Segment Start: TEXT BLOCK

Movie Review: <em>Jack Goes Boating</em>
What we get when Philip Goes Directing for the first time is Jack Goes Boating. The result? A movie in miniature that doesn't exactly sail away with our unbridled affection or enthusiasm, but that doesn't capsize or sink either.
Jack Goes Boating, the subdued directorial debut of Oscar-winning actor Philip Seymour Hoffman (best actor for 2006's Capote), is an intimate and unusual character-driven comedy about the fledgling romance between two blue-collar New Yorkers.
Hoffman also stars as a shy, inarticulate, unkempt, anxiety-prone New York City limousine driver who works for his uncle and meets and demurely, patiently woos a woman as retiring and committed to the shallow end of the pool as he is.
His married best friends, Clyde and Lucy, played by John Ortiz and Daphne Rubin-Vega, introduce him to Connie, a colleague of Lucy's at the Brooklyn funeral parlor at which they both work. She's played by Amy Ryan (an Oscar nominee for best supporting actress in 2007 for Gone Baby Gone), as a woman justifiably paranoid about new men, having had her share of upsetting experiences with liberty-taking men, including her boss and a stranger on the subway.
Jack and Connie get to know each other and proceed slowly and carefully, he respectful of her fears, she interested but wary, yet hopeful when she senses his gentleness and sensitivity.
Then she casually mentions that she would like to go boating on the lake in Central Park.
Wanting to improve himself in a way that pleases her, Jack -- who cannot swim -- immediately starts taking swimming lessons at the local pool (from Clyde) so that he will be prepared if they do take to the lake and the worst happens.
Jack also volunteers to cook a special meal for Connie when she mentions that no one but her mother has ever done that for her. So he also begins taking cooking lessons from the head pastry chef at the Waldorf Astoria Hotel who, Jack unhappily learns, is a threatening source of jealously and discomfort in the marriage of Clyde and Lucy.

Segment End: TEXT BLOCK

*YOUR TASK*: Copy out the part of the movie review that begins at the words "Jack and Connie" and stops after "in Central Park.". The entries have nothing to do with this review.

Segment Start: EXTRACTED DATA

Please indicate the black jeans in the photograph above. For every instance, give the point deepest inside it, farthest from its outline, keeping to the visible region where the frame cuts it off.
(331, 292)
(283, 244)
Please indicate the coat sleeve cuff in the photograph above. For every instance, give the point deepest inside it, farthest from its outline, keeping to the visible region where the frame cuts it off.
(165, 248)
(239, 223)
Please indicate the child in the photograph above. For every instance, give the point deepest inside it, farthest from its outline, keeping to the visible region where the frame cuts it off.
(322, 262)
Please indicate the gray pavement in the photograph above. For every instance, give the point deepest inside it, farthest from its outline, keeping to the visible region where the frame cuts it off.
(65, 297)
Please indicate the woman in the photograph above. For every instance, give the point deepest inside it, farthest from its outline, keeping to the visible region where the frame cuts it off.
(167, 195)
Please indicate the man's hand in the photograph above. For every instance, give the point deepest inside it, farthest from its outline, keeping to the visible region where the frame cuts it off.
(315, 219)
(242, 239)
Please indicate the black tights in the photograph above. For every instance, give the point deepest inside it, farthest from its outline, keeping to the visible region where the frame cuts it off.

Segment End: EXTRACTED DATA

*REPLY TO THE TASK*:
Jack and Connie get to know each other and proceed slowly and carefully, he respectful of her fears, she interested but wary, yet hopeful when she senses his gentleness and sensitivity.
Then she casually mentions that she would like to go boating on the lake in Central Park.